- _Extracted data_
-- begin --
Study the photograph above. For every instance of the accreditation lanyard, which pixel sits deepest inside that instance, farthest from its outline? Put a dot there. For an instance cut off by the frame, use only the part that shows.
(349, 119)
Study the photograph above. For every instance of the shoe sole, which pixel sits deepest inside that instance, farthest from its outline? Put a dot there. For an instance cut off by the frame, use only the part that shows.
-- end --
-- begin --
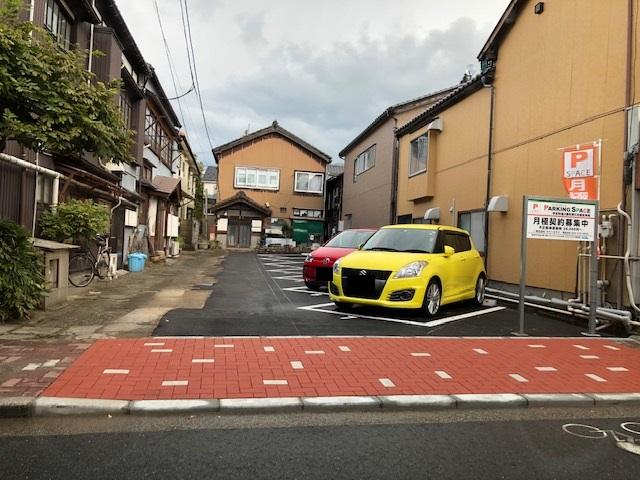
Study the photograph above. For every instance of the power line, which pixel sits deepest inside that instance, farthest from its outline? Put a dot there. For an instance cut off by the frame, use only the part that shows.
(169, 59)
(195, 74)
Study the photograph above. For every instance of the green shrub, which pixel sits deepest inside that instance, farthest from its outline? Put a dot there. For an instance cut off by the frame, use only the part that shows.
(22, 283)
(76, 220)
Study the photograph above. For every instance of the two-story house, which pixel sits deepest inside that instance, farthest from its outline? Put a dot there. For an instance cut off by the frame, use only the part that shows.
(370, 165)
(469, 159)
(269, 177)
-- end --
- _Written problem_
Select each line of the data above that contains the string "power". Case matters.

- _Response_
Study the photograph above. For every instance of the power line, which pixel sits deepest inside that instance, farthest from its outline? Put a dot there. For an instance cut off by the frame, use only the part that shows.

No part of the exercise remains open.